§ **Given passage**
============================================================

I can hear climate change deniers already. "It's not humans, it's the volcanoes"
It is true that volcanoes have an effect. It's just nothing compared to the scale humans are working at.
Volcanoes release less than 1% of the CO2 of anthropogenic emissions, according to USGS. But they also have a cooling effect by releasing sulfur particles that reflect sunlight. So yeah, volcanoes pretty much a wash, or at least de minimis compared to humans.
I don't think you're accounting for the massive difference in scale when considering a super-volcanic eruption. It would cause global famine and a massive die-off of most species including humans. If Yellowstone went off, for instance, we would be living under volcanic winter for at least a decade. It would release something like 1,000 gigatons of CO2, which would be roughly equivalent to all human caused CO2 since the industrial revolution, and it would do it all at once.
By way of example, the Toba supervolcano was so devastating and caused so much death it literally created a pronounced genetic bottleneck in the history of human genome.
The article is not referencing a catastrophic eruption. Super volcanoes don't have to end the world, they can, but they don't have to.
Brother, if Yellowstone erupted, global warming would be the least of our problems.
Yeah, it would mostly be the sulfur and volcanic winter. And the famine.
The article is talking about supervolcanoes, and you're talking about regular volcanic eruptions. I'm clarifying the difference in magnitude.
Well, no. The article is not talking about the kind of catastrophic supervolcano eruption that you are. It's talking about small-scale emissions, 4000-5000 tons per day from a single supervolcano crater in Italy, which totals less than 2 million tons per year or about 0.005% of global CO2 inventory.

============================================================

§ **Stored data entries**
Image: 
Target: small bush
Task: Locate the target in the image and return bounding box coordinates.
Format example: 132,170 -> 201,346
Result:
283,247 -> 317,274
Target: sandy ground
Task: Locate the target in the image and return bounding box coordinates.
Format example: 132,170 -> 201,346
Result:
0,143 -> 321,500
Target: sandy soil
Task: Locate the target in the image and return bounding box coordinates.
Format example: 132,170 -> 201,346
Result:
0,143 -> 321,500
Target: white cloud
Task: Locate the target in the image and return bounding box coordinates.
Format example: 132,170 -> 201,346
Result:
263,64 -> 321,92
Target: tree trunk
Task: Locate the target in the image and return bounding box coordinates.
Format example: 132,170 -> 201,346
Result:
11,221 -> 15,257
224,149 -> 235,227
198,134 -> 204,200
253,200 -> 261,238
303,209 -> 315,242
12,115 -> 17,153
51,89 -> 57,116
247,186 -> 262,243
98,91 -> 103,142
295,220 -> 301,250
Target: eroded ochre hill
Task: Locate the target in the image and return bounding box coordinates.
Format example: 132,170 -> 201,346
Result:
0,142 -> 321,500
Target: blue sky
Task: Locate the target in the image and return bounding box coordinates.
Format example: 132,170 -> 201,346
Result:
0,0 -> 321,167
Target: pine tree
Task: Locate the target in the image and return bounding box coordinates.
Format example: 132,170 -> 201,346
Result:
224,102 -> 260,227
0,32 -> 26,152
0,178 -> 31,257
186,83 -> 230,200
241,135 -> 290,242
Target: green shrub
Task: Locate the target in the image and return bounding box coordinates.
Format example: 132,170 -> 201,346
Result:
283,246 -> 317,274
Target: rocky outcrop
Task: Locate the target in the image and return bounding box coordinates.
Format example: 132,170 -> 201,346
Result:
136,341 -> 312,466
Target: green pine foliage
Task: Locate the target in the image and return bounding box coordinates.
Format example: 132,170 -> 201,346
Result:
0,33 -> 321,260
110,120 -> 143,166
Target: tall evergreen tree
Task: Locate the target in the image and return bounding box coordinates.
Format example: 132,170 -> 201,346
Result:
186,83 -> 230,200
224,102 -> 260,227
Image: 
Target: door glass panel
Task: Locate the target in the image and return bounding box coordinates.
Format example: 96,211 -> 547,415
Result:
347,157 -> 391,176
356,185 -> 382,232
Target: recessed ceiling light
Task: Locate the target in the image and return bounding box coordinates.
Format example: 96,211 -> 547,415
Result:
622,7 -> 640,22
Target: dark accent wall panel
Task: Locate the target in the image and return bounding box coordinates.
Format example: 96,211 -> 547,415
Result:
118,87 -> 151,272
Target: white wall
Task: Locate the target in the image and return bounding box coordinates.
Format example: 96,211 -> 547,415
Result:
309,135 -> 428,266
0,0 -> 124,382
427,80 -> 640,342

============================================================

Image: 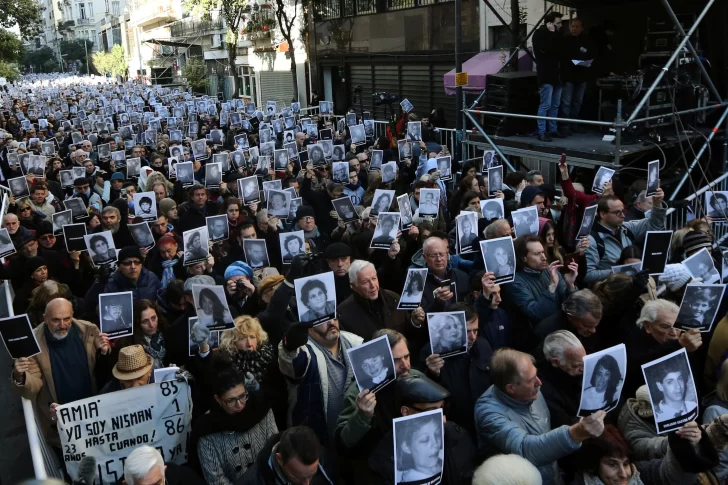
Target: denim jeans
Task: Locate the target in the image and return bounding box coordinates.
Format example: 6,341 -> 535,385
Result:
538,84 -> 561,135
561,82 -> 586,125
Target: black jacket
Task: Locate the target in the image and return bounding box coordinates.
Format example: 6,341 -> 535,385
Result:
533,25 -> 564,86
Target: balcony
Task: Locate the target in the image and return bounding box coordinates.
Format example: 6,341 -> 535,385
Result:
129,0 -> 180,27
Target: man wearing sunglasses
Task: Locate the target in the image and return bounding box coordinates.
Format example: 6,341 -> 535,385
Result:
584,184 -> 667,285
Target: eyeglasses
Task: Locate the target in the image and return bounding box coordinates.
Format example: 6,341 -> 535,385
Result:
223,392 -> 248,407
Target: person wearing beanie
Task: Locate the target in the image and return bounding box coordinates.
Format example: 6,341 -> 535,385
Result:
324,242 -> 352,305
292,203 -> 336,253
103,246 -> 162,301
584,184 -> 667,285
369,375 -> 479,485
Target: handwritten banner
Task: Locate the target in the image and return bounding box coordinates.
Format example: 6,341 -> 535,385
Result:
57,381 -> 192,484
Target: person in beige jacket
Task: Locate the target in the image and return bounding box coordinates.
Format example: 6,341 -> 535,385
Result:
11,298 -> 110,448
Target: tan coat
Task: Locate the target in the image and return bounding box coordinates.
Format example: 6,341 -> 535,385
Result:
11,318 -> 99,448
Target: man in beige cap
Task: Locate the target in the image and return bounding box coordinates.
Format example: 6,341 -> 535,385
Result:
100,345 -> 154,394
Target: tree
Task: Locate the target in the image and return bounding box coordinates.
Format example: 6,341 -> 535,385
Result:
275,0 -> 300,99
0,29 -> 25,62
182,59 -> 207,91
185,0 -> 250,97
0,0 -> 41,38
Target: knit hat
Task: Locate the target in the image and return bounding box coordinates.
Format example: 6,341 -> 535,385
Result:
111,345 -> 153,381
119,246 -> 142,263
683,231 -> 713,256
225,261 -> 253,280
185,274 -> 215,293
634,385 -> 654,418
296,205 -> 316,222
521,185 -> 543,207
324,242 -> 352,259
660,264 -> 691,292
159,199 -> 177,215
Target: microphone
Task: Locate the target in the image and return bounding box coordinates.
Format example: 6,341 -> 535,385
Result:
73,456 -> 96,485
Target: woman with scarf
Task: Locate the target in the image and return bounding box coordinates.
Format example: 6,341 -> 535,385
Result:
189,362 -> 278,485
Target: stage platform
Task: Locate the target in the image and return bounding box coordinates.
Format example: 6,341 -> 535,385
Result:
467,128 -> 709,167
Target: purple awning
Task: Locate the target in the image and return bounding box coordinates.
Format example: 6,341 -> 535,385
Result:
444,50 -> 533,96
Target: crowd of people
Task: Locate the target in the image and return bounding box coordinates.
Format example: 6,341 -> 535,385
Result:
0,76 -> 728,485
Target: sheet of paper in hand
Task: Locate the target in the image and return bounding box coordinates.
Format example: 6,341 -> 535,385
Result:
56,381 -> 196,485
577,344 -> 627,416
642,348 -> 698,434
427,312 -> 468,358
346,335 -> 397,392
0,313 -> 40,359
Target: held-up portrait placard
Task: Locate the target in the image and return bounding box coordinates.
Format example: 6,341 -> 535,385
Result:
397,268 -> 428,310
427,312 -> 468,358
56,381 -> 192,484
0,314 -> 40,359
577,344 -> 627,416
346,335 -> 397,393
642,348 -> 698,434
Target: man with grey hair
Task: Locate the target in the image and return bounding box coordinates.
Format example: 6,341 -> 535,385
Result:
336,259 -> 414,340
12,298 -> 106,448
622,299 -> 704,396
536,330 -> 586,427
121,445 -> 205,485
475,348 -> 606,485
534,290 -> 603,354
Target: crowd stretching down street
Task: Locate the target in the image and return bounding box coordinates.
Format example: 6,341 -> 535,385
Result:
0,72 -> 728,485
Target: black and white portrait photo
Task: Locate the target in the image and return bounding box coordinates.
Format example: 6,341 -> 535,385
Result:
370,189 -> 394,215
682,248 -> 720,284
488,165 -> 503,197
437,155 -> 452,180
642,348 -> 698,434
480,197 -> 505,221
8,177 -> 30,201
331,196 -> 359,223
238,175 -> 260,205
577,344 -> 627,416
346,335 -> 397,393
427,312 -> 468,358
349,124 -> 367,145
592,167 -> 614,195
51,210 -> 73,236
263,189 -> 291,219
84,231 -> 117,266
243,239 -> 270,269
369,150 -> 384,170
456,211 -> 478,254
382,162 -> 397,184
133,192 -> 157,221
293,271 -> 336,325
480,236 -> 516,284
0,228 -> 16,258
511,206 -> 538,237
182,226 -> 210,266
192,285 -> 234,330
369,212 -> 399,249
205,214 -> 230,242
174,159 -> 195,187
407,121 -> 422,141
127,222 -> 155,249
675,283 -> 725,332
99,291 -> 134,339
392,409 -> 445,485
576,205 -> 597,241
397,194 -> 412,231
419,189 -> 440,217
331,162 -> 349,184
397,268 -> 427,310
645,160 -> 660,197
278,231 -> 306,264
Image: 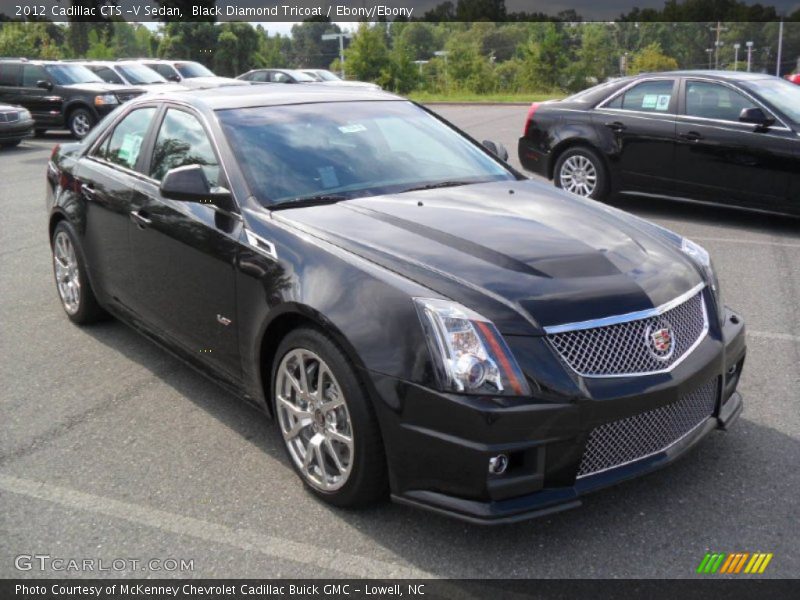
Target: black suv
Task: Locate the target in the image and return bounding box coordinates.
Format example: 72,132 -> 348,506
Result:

============================================================

§ **What this task involves**
Retype the volcano discussion word for word, starting at "Volcanoes release less" and ending at "all at once.".

§ **Solution to the exercise**
Volcanoes release less than 1% of the CO2 of anthropogenic emissions, according to USGS. But they also have a cooling effect by releasing sulfur particles that reflect sunlight. So yeah, volcanoes pretty much a wash, or at least de minimis compared to humans.
I don't think you're accounting for the massive difference in scale when considering a super-volcanic eruption. It would cause global famine and a massive die-off of most species including humans. If Yellowstone went off, for instance, we would be living under volcanic winter for at least a decade. It would release something like 1,000 gigatons of CO2, which would be roughly equivalent to all human caused CO2 since the industrial revolution, and it would do it all at once.